**EXERCISE PROMPT:** Find the lines of the records in which the word "cake" appears and report how many there are, as a number alone.

**LISTED ENTRIES:**
Start of Block
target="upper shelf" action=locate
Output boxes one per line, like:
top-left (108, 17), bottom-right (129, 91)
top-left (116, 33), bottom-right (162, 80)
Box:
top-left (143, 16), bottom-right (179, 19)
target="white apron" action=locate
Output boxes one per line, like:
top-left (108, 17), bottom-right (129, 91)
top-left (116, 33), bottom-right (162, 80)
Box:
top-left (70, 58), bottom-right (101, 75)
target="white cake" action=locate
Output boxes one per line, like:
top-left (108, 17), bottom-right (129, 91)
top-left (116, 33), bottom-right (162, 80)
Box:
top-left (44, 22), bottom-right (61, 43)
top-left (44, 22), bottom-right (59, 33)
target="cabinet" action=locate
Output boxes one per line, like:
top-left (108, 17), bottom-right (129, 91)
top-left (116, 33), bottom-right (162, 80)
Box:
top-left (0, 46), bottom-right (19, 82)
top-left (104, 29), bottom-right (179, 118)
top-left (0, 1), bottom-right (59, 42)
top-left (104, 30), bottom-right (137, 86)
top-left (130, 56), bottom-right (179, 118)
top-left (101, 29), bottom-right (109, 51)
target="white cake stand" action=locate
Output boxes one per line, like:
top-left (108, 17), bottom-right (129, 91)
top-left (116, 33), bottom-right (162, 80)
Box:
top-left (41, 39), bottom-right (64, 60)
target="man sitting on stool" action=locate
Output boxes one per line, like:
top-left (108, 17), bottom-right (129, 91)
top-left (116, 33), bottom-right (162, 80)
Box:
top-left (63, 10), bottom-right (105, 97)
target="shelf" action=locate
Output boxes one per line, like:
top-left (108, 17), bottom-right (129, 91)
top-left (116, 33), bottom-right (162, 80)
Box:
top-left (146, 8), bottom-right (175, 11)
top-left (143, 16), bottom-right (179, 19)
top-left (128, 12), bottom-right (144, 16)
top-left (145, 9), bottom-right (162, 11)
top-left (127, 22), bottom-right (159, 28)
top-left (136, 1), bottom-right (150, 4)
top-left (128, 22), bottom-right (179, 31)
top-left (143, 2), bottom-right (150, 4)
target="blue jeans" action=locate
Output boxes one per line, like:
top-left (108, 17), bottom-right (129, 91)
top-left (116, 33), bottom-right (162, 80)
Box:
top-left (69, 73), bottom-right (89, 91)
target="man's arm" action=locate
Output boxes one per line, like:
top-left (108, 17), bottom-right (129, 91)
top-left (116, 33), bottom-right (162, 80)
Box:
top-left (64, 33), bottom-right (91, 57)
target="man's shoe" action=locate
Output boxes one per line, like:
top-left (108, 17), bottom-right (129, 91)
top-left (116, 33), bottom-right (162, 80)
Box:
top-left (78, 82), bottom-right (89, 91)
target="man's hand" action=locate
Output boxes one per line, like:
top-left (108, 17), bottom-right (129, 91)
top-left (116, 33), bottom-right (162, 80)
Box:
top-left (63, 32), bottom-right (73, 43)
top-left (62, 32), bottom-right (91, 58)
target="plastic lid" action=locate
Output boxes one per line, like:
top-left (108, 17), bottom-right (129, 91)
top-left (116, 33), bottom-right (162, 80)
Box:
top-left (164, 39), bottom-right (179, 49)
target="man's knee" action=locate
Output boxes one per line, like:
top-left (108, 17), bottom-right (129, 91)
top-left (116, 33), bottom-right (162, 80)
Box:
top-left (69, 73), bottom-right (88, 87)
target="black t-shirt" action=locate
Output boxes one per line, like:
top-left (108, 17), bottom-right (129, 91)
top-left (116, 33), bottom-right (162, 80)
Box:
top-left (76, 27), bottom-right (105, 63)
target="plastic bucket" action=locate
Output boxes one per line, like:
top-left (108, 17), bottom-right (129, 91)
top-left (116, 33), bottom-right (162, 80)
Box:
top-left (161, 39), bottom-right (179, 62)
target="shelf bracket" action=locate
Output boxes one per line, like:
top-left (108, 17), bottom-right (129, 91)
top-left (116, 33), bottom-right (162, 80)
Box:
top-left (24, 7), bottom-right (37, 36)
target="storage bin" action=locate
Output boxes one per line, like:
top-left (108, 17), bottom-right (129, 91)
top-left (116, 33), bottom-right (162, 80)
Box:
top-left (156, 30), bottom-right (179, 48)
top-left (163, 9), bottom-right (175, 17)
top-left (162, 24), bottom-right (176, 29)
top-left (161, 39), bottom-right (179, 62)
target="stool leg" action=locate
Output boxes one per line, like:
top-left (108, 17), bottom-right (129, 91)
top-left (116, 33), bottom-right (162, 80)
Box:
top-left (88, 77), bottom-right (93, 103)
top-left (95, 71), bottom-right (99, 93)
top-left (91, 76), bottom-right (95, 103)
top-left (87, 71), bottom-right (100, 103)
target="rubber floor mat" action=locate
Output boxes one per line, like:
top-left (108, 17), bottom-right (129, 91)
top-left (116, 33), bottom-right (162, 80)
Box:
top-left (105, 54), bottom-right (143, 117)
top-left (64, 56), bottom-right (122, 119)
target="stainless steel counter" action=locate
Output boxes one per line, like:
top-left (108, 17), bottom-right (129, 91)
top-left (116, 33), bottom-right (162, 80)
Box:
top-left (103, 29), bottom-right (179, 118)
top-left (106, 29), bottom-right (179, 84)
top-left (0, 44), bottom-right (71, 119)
End of Block
**SOLUTION FOR THIS EXERCISE:** 2